AIM OF THE EXERCISE – Copy everything from the start of the material down to the line containing "299 524 391 562", substituting "bicycle rack" for "bike rack" and leaving all else unchanged. Omit the pictures from your answer.

RECORD EXCERPTS –
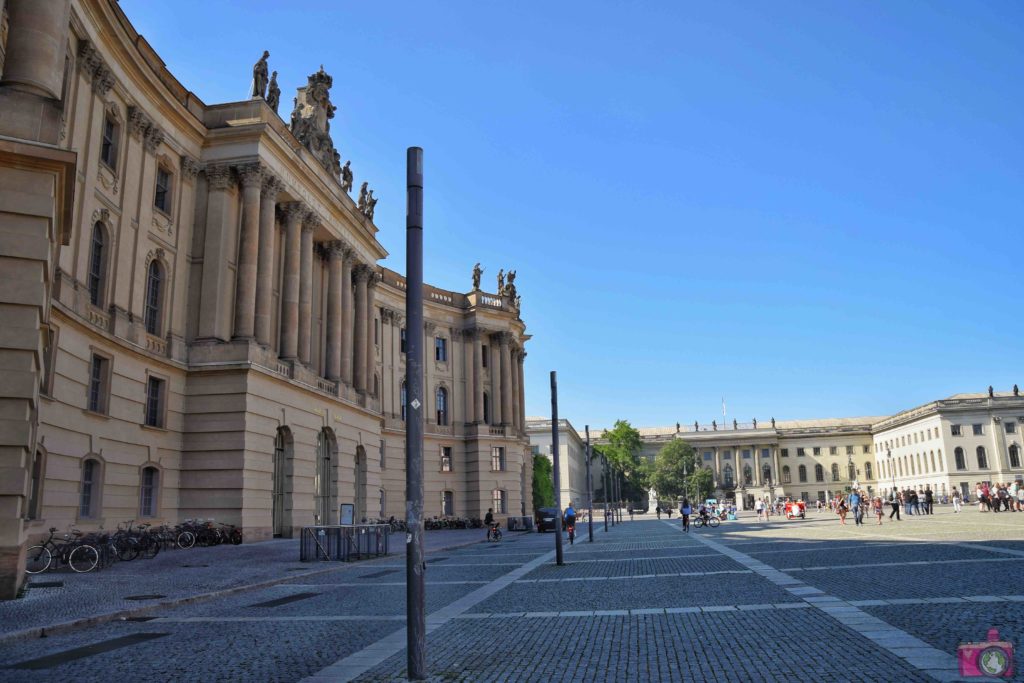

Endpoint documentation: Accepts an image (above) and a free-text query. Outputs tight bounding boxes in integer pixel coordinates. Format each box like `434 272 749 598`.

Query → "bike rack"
299 524 391 562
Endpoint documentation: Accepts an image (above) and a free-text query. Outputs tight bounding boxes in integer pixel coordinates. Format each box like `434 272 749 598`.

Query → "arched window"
437 387 447 425
78 458 101 519
138 467 160 517
143 259 164 336
89 221 106 308
401 382 409 422
27 450 46 519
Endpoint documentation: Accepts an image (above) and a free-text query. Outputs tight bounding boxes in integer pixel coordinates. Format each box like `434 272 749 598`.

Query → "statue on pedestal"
266 72 281 114
249 50 270 99
341 161 352 193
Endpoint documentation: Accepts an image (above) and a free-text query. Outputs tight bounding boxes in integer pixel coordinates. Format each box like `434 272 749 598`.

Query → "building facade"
0 0 531 598
593 386 1024 509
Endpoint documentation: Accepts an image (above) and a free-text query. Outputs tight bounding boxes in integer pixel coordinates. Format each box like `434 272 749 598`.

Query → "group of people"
974 481 1024 512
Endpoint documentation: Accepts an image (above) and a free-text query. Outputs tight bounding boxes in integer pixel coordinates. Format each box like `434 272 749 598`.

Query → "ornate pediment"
291 66 341 182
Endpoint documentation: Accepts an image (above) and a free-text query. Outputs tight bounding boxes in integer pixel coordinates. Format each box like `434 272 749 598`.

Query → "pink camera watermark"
956 629 1014 678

SOLUTION –
Endpoint documentation: Accepts an image (above) and a free-text query. Outputs tight bounding boxes in integer pixel coordinates. Format each box like `434 272 749 598`.

Query → "bicycle rack"
299 524 391 562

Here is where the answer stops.